■ STATED EXERCISE 1 ■
From the headphone thread, output the passage from "## SahilAr (Dec 11, 2012)" to "surajr2567 (Dec 12, 2012)" word for word.
■ STATED EXERCISE 2 ■
Answer these questions using the headphone thread:
(a) Which model does The Incinerator list for all-round listening?
(b) How long does the first post say the twinwoofers will last for a normal user?
(c) Which headphones did SahilAr get on Dec 18, 2012?

■ SOURCE ■
□ □ □

I had the e10s. They are a decent pair of IEMs. A bit similar to the tekfusion twinwoofers - but slightly better and far more durable. The twinwoofers are also an awesome buy for a basshead but the build is not good. Especially the strain relief is horrible at the Y joint and one thing is for sure that they wont last more than 4 months for a normal user (1 month for a rough user).


----------



## The Incinerator (Dec 11, 2012)

Dont get confused ....

If BASS = EP 630
All Round = Philips she 8500
Neutral = ES18/ES10


----------



## SahilAr (Dec 11, 2012)

Can't get EP630 Less than 750 INR on any of the online sites,i think i have to buy it from Nehru Place.


----------



## surajr2567 (Dec 12, 2012)

Thetrueblueviking said:


> ^^ thats a good deal
> If OP can stretch to 1.5k, its a good buy.
> I had the e10s. They are a decent pair of IEMs. A bit similar to the tekfusion twinwoofers - but slightly better and far more durable. The twinwoofers are also an awesome buy for a basshead but the build is not good. Especially the strain relief is horrible at the Y joint and one thing is for sure that they wont last more than 4 months for a normal user (1 month for a rough user).



I bought it 15 days ago but not yet touched it.No shipping at my place.Thats why.I am very eager to feel/hear my first headphone(E10) 
Will get it soon.
I hope it doesn't troll me


----------



## Thetrueblueviking (Dec 12, 2012)

surajr2567 said:


> I bought it 15 days ago but not yet touched it.No shipping at my place.Thats why.I am very eager to feel/hear my first headphone(E10)
> Will get it soon.
> I hope it doesn't troll me



It sure wont unless u are very unlucky so as to have received a defective piece. Its a good buy at 1.5k


----------



## SahilAr (Dec 18, 2012)

I got HD 202 II Today,Bass is not that good,it's just okay type!


----------



## The Incinerator (Dec 18, 2012)

□ □ □

■ SOURCE MATERIAL ■

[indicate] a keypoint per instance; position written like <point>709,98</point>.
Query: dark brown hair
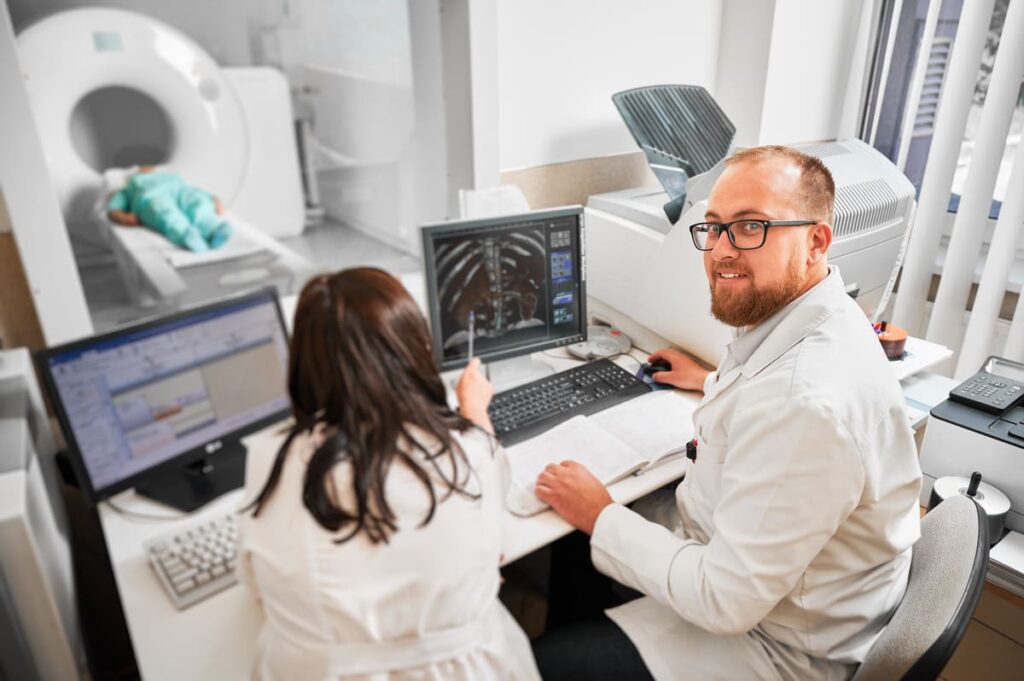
<point>360,367</point>
<point>817,186</point>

□ □ □

■ TASK OUTPUT 1 ■
## SahilAr (Dec 11, 2012)

Can't get EP630 Less than 750 INR on any of the online sites,i think i have to buy it from Nehru Place.


----------



## surajr2567 (Dec 12, 2012)

■ TASK OUTPUT 2 ■
(a) Philips she 8500
(b) No more than 4 months
(c) HD 202 II